_Alıştırma Bölümleri:_
1. Cumhurbaşkanlığı seçimleri yazısına göre 1923'ten 1961'e kadarki seçimler kaç adayla yapıldı?
2. Cumhurbaşkanlığı seçimleri yazısında "Tarihimizde 1 numaralı" ifadesinden "alınan 21 seçim." ifadesine kadar uzanan bölümü olduğu gibi tekrar yazın.
===== Gösterilen Metin =====
Korkusuz

Reis-i Cumhur seçimi!

Reis-i Cumhur seçimi!
Cumhurbaşkanlığı seçimlerine tam 1 yıl var.

Ekstra bir değişiklik olmazsa...

Seneye bu zamanlar... Sandığa gideceğiz.

Hem siyasi tansiyon giderek artıyor.

Hem de ülke gitgide geriliyor.

Bu gerginliğin seçime kadar devam edeceğini görmek zor değil...

Tarihimizde 1 numaralı koltuğun seçimleri kriz olmadan olmadı ki?

Nasıl mı?.. Anlatayım...

★★★

Tam 21 kez Cumhurbaşkanlığı seçimi yaptık.

Daha doğrusu sonuç alınan 21 seçim.

4 kez Atatürk, 4 kez İnönü, 3 Kez Celal Bayar cumhurbaşkanı seçildiler. Erdoğan 2 kez... Diğerleri ise birer kez Cumhurbaşkanlığı’nı kazandılar.

Bu arada 1961’e kadar olan seçimler 4’er yıllıktı.

★★★

1923’den 1961’e kadar hep tek adayla seçimler yapıldı. Ama başka aday olmamasına rağmen yine de bu seçimlerde muhalefetin sesi yükseldi.
===== Veri Kesiti =====
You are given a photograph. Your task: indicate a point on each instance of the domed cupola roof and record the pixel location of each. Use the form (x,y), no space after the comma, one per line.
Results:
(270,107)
=====
_Yanıtlar:_
1. Tek adayla.

2.
Tarihimizde 1 numaralı koltuğun seçimleri kriz olmadan olmadı ki?

Nasıl mı?.. Anlatayım...

★★★

Tam 21 kez Cumhurbaşkanlığı seçimi yaptık.

Daha doğrusu sonuç alınan 21 seçim.